▶ _READING TEXT_:
*** Block opens ***
- As per media reports, China has quietly shipped thousands of vaccines, medical workers, and construction materials for quarantine centres to help the rebel groups grappling with the pandemic.
- The news of China engaging with the rebel groups is hardly encouraging for the Myanmar army, whose soldiers are increasingly getting slaughtered at the hands of these rebel groups.
- This move will likely put China at loggerheads with the Myanmar Junta, which could further stir troubles for China’s exponential investments and trade opportunities in the country.
A deadly power game between Myanmar Junta and Myanmar’s rebel groups is unfolding in the country. Myanmar’s army has been steering the country since it overthrew the civil government on February 1, 2021. However, the military is facing stern pushback from the rebel groups as well as anti-coup protesters now, who have joined hands to ouster the military regime.
Myanmar’s Junta facing unprecedented resistance from the rebel groups
From long-established ethnic insurgent groups to a slew of newly formed civil defence groups, Myanmar Junta is witnessing resistance in every part of the country. The rebels gunned down at least 23 military personnel near the Chinese border recently. The urban guerrillas have stepped up their offense against security forces and their suspected informants.
The country is reeling under a massive Covid-19 surge and the healthcare infrastructure is overwhelmed. The pandemic has aggravated Junta’s tensions, and now China is looking all set to further weaken Junta’s already fragile sway over the country by strengthening the rebel groups. As per a report by Strait Times, Beijing has quietly shipped thousands of vaccines, medical workers, and construction materials for quarantine centres to help the rebel groups grappling with the pandemic.
*** Block closes ***
▶ _PROVIDED MATERIAL_:
*** Block opens ***
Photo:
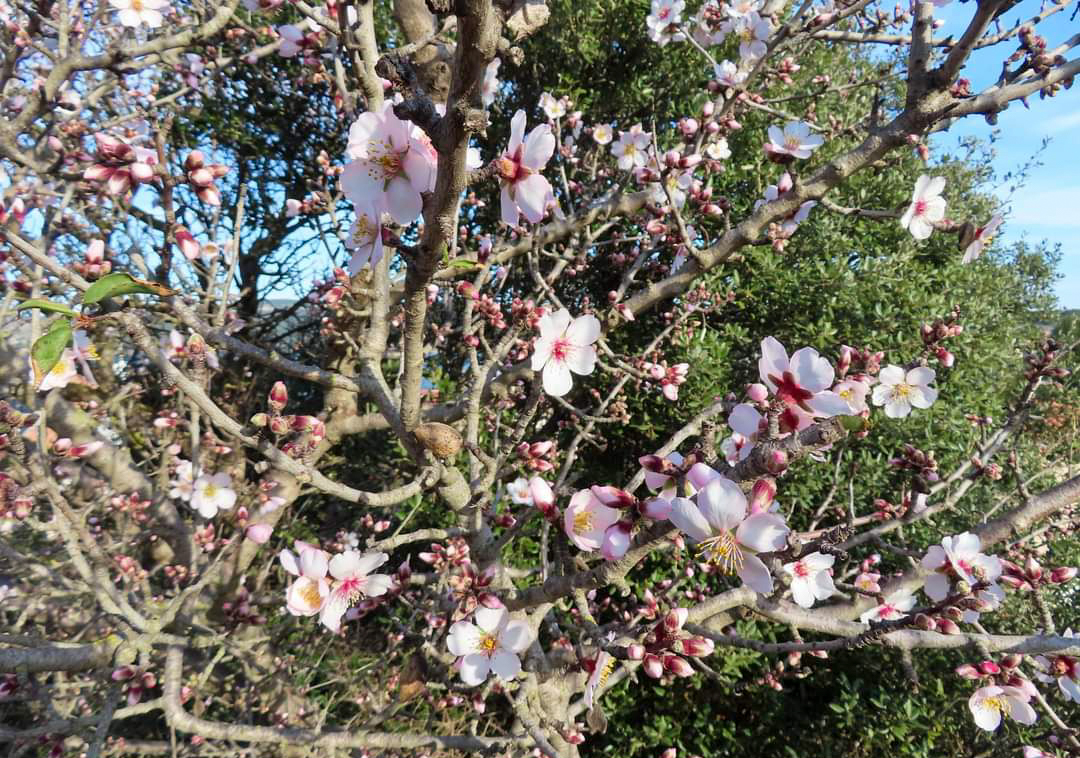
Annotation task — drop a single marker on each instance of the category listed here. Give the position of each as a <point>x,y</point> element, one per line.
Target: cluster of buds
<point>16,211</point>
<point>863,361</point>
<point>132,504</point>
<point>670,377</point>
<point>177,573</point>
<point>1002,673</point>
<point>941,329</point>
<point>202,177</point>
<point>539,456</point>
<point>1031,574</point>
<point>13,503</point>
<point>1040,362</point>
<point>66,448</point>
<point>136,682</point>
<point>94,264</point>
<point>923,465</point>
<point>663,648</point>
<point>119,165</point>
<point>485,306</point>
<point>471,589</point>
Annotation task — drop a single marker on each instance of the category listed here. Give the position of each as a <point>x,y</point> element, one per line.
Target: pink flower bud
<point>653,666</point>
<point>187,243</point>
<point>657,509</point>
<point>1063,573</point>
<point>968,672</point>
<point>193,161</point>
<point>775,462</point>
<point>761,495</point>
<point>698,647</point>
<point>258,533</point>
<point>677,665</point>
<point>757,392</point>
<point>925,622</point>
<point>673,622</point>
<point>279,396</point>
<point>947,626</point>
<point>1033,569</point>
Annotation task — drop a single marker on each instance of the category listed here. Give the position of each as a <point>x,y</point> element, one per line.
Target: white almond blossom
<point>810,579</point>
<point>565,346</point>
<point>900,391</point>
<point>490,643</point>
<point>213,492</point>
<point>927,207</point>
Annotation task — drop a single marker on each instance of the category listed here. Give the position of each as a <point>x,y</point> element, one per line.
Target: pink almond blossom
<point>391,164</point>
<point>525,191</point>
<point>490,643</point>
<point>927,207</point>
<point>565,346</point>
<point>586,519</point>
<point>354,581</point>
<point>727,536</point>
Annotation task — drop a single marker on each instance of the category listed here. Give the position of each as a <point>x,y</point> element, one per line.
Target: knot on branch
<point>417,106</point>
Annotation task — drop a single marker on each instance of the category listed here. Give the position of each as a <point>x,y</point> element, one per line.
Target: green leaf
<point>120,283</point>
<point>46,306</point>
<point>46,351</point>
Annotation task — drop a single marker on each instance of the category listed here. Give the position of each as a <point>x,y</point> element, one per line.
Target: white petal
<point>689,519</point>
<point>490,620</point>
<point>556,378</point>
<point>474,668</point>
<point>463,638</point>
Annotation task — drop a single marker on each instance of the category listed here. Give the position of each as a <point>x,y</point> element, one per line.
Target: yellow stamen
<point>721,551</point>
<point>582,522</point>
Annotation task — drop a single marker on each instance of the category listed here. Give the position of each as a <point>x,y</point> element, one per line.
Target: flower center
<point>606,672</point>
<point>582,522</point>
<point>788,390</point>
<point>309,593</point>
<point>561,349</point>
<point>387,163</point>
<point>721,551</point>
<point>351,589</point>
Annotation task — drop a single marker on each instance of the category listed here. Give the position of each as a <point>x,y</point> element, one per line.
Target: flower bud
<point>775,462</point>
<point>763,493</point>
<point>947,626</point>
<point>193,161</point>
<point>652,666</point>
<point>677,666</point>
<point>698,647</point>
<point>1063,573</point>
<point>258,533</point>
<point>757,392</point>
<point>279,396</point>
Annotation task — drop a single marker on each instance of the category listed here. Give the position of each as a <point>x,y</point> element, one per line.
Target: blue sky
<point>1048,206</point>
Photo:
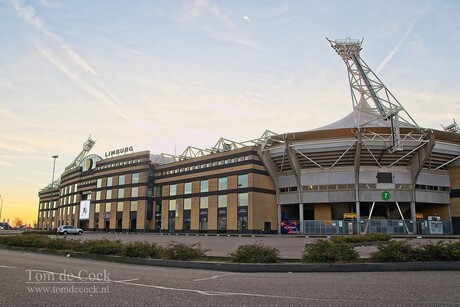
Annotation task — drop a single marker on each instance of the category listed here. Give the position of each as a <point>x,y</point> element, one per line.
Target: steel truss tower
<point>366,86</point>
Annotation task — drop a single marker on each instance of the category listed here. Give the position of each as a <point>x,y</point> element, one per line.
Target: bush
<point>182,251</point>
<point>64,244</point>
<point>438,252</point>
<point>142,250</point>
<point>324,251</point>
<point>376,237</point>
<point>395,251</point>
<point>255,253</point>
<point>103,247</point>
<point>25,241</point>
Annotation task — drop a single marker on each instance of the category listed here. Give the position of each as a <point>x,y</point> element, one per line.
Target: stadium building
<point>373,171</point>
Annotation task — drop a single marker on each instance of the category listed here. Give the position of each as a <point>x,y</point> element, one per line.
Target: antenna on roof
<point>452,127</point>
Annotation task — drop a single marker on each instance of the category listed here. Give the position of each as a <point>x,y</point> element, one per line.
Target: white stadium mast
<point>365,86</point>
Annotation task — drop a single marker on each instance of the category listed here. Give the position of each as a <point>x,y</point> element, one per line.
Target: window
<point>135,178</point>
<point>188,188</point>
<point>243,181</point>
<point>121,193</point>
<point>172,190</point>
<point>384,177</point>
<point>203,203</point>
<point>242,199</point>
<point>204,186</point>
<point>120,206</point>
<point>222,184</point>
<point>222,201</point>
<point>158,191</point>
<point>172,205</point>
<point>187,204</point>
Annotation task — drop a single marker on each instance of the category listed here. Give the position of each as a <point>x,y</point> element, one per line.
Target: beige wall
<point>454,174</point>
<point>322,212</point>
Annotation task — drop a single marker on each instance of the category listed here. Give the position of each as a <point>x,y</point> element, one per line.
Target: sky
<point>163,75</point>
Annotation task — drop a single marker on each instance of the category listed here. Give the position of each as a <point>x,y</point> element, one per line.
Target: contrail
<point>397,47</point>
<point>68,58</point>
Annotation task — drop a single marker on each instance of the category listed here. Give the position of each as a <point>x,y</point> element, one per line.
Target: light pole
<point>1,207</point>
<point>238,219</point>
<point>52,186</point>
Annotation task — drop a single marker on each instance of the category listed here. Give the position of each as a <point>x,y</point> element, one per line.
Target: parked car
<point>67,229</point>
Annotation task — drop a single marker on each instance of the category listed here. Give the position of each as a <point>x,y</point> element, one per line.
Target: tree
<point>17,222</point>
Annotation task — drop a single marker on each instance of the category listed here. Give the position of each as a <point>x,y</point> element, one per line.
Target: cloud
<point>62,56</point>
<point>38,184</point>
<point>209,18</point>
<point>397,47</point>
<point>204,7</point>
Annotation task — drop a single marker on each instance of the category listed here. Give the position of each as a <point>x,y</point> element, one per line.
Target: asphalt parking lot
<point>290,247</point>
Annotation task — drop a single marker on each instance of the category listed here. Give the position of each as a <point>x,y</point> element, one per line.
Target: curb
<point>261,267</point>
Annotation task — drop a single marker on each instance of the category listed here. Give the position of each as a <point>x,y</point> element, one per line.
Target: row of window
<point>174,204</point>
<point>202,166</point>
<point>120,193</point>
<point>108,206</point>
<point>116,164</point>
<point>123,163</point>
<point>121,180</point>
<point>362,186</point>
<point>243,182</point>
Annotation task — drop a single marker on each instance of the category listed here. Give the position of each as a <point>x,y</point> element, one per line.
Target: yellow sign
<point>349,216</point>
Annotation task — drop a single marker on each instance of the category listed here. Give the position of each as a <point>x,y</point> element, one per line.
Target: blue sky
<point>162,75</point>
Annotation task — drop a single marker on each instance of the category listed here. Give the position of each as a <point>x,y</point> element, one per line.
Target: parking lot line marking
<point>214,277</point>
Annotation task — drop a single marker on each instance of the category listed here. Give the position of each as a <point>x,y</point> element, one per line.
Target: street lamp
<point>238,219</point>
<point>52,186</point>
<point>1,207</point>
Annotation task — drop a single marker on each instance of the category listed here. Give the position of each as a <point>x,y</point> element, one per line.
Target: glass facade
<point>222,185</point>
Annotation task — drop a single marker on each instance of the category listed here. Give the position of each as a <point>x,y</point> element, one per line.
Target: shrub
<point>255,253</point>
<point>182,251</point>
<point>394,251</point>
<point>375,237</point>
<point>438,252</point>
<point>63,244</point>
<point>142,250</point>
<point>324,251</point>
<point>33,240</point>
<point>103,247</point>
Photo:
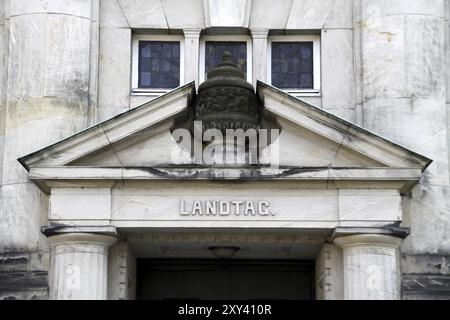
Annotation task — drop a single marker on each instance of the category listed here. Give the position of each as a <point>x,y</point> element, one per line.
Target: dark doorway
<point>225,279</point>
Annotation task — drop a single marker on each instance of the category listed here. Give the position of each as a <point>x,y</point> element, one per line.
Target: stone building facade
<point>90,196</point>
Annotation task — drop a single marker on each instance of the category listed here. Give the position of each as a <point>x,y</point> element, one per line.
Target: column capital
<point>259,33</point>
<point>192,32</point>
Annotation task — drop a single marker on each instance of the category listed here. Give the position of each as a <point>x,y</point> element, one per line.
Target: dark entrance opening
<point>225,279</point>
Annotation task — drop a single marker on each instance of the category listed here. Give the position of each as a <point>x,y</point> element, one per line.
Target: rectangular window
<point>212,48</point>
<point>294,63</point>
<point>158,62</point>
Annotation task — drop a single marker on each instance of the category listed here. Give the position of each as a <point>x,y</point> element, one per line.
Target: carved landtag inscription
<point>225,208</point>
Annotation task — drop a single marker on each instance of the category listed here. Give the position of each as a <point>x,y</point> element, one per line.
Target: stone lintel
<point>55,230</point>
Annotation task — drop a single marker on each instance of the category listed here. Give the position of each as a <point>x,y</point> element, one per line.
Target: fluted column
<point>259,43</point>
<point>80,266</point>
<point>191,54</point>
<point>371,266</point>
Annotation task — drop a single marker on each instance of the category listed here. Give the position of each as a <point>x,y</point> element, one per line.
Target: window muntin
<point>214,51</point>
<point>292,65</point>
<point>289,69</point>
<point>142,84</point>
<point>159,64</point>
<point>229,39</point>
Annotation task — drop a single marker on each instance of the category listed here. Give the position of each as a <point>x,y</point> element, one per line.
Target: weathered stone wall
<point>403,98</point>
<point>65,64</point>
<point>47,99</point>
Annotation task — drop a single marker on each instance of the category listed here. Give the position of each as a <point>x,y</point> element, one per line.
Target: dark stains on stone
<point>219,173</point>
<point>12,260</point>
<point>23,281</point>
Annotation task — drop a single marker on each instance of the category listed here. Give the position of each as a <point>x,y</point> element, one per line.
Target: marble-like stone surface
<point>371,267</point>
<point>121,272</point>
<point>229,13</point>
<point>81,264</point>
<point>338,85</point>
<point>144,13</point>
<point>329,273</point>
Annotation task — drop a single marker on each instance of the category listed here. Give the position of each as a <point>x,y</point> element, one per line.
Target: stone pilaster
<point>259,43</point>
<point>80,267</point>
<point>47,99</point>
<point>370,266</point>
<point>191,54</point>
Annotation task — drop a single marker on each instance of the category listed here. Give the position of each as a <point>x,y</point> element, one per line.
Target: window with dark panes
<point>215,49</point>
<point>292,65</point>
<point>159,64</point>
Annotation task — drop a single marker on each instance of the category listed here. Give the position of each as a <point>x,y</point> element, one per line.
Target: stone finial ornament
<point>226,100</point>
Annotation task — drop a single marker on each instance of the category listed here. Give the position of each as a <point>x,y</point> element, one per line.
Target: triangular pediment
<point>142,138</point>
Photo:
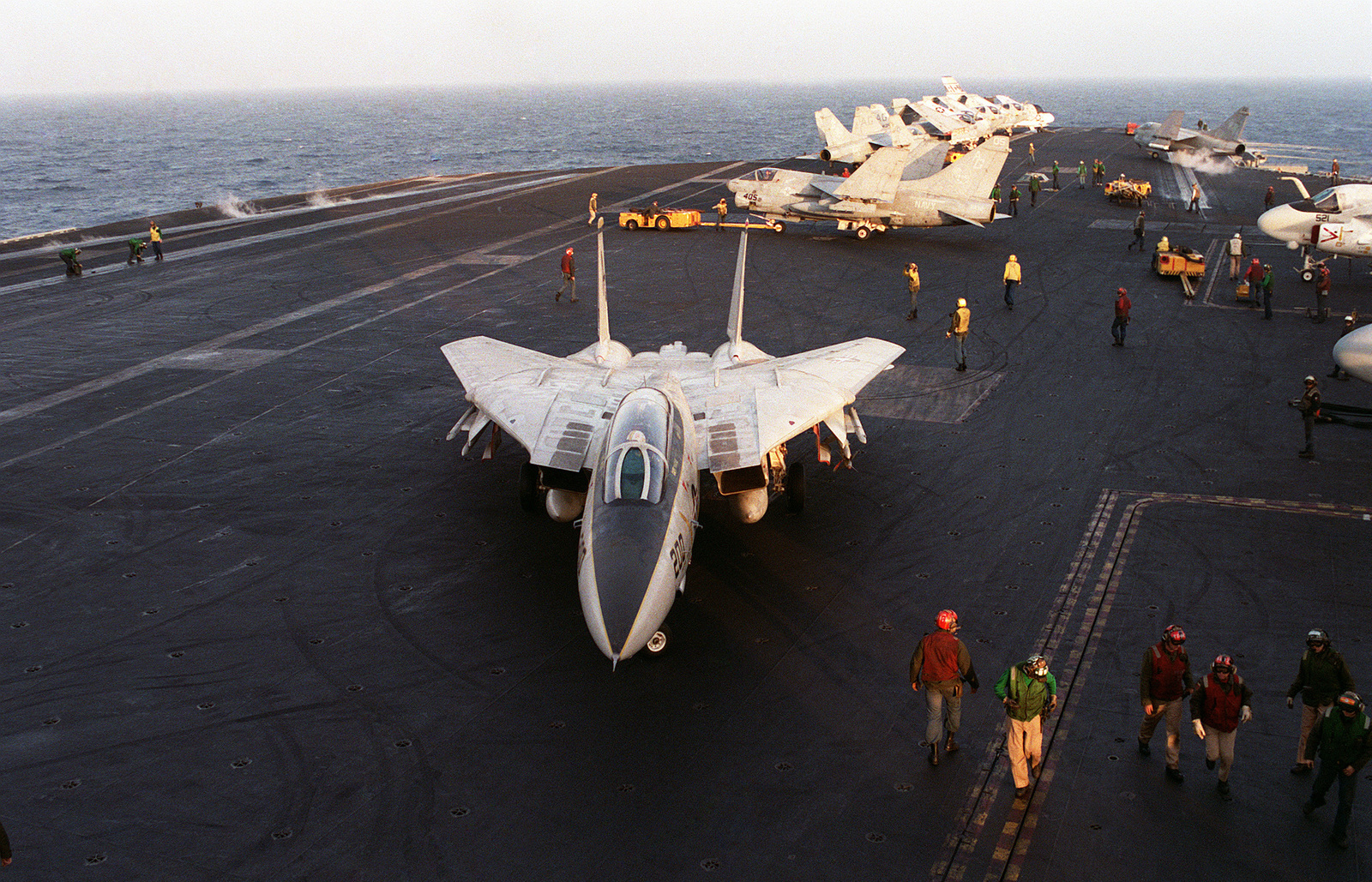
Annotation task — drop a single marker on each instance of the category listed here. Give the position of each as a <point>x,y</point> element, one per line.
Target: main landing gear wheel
*** Block closes ***
▶ _TASK ITEM 1_:
From the article on China and Myanmar's rebel groups, list everything China is reported to have shipped to the rebel groups.
▶ _TASK ITEM 2_:
Answer these questions from the article on China and Myanmar's rebel groups:
(a) On what date did Myanmar's army overthrow the civil government?
(b) How many military personnel did rebels gun down near the Chinese border?
(c) According to the article, whose report says Beijing shipped aid to the rebel groups?
▶ _TASK ITEM 3_:
Write the next paragraph of the article on China and Myanmar's rebel groups.

▶ _EXERCISE OUTPUT 1_:
- Thousands of vaccines
- Medical workers
- Construction materials for quarantine centres

▶ _EXERCISE OUTPUT 2_:
(a) February 1, 2021
(b) At least 23
(c) Strait Times

▶ _EXERCISE OUTPUT 3_:
China moves to provide medical aid to anti-Junta rebel groups
The Kachin Independence Army (KIA) has confirmed the reports of receiving aid from across the porous border with China. A KIA spokesperson said that Chinese Red Cross staff “come to help us sometimes… to help us prevent the Covid-19 pandemic.” The KIA is Junta’s sworn enemy and has been battling the military over the drugs trade, natural resources and autonomy.
Rebel groups such as the Shan State Progress Party and the Ta’ang National Liberation Army have also received medical aid from China. China is providing the rebel groups with vaccines to inoculate people living inside territories under their control, thus assisting them to further cement their sway in the country, especially when the military regime is failing the masses.
For instance, the KIA has so far inoculated about 10 thousand people in their Laiza headquarters. Similarly, the Shan State Progress Party has provided vaccine jabs to more than one thousand people. Interestingly, Beijing has been helping out these rebel groups unobtrusively to delude the Junta and security officials.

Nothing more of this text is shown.